#### Directive
Copy out word for word the records from their start through the line with "[[[128,269],[141,270],[141,33],[129,33]]]", including that line. Leave the pictures out of your answer.

#### Data section
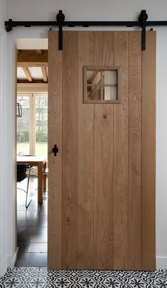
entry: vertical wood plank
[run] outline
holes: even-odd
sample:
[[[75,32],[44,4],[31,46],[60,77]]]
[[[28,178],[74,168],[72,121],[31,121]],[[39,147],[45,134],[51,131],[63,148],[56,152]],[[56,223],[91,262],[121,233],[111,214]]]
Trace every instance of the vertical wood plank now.
[[[94,33],[94,65],[113,65],[113,33]],[[113,268],[113,105],[94,104],[93,269]]]
[[[62,268],[62,52],[58,33],[49,32],[48,83],[48,269]],[[54,144],[59,153],[54,157]],[[55,180],[56,179],[56,180]]]
[[[156,32],[142,52],[142,269],[156,269]]]
[[[128,269],[141,270],[141,33],[129,33]]]
[[[114,32],[114,65],[120,66],[120,101],[114,105],[113,269],[127,269],[128,33]]]
[[[93,32],[79,32],[77,269],[93,268],[93,105],[83,103],[83,67],[93,64]]]
[[[76,267],[77,32],[64,32],[62,268]]]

#### Exercise response
entry: vertical wood plank
[run] outline
holes: even-odd
sample:
[[[75,32],[44,4],[31,46],[60,77]]]
[[[28,178],[74,168],[72,121],[31,121]],[[39,147],[45,134],[51,131],[63,148],[56,152]],[[56,223],[91,262],[121,233],[111,214]]]
Trace every instance of the vertical wood plank now.
[[[94,33],[94,65],[113,65],[113,33]],[[113,268],[113,105],[94,104],[93,269]]]
[[[62,268],[62,52],[58,33],[49,32],[48,83],[48,269]],[[54,144],[59,153],[54,157]],[[55,180],[56,179],[56,180]]]
[[[156,32],[142,52],[142,269],[156,269]]]
[[[128,269],[141,270],[141,33],[129,33]]]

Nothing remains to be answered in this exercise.